THE EXERCISE
Write every line of the material out exactly as shown.

Extracted records:
○ ○ ○ ○ ○
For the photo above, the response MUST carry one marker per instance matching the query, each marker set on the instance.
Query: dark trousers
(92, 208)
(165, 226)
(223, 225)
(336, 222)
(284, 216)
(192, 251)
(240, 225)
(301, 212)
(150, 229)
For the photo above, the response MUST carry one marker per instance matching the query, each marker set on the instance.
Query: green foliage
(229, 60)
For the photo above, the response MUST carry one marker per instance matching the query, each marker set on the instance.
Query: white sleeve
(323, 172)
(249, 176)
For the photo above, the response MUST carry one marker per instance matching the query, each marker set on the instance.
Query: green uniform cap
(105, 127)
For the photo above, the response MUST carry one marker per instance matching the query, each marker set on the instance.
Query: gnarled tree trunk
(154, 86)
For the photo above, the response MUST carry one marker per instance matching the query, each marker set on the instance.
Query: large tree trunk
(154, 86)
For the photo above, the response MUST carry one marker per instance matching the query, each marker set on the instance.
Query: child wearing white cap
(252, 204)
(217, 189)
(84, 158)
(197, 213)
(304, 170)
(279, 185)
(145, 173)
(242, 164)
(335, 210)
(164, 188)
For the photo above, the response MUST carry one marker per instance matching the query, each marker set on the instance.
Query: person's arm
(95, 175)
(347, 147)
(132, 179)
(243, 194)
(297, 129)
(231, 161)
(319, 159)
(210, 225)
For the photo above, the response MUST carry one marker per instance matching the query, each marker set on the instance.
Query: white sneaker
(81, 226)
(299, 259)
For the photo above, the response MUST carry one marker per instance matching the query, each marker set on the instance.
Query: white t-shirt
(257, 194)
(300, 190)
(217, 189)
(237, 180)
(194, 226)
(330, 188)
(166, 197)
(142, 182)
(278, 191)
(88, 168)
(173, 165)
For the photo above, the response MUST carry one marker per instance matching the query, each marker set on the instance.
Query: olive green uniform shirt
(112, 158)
○ ○ ○ ○ ○
SOLUTION TO THIS TASK
For the photo above, the response MUST carry one marker per instance matching the query, each marker set on the instance.
Query: dark trousers
(92, 208)
(165, 226)
(223, 225)
(336, 222)
(284, 216)
(192, 251)
(240, 225)
(301, 212)
(150, 229)
For the photo above, the response MUST carry one marker per instance matching the query, each marker set on the instance.
Query: green foliage
(229, 60)
For the photo above, the response MUST carry one marker per instance matching the query, each marker set on the instance.
Query: white sleeve
(323, 172)
(249, 176)
For the photo above, the response MUST carry one marker per instance matching the query, each marker set on the instance.
Query: green uniform cap
(105, 127)
For the photo above, the response MUST carry one marker per instance matching the query, each marker set on the instance.
Query: gnarled tree trunk
(154, 86)
For the photo above, the response MUST carry one marker per instance matching the query, each marker set on the instance.
Query: large tree trunk
(154, 86)
For the photo above, the response MUST carry one marker per instance matching the query, each marker set on the instance.
Query: child wearing white cap
(252, 204)
(217, 189)
(84, 158)
(197, 213)
(304, 170)
(279, 185)
(145, 173)
(242, 164)
(335, 210)
(164, 188)
For the photo above, the response MUST carry one marker per instance matching the query, each marker set on the instance.
Query: person's arm
(95, 175)
(347, 147)
(132, 179)
(243, 194)
(297, 129)
(231, 161)
(319, 159)
(210, 225)
For the photo above, the response MUST carry one marker per instance matching the query, each marker set on the instance.
Query: white sneaker
(81, 226)
(299, 259)
For the photo above, the response MUST carry one marker per instance matching the query, each marker set on the instance.
Query: white t-shirt
(257, 194)
(300, 190)
(217, 189)
(237, 180)
(194, 226)
(330, 188)
(166, 197)
(142, 182)
(278, 191)
(88, 168)
(173, 165)
For the photo above, the response MUST carry one marker per instance matching the query, each marker set on the instance.
Query: olive green uniform shirt
(112, 158)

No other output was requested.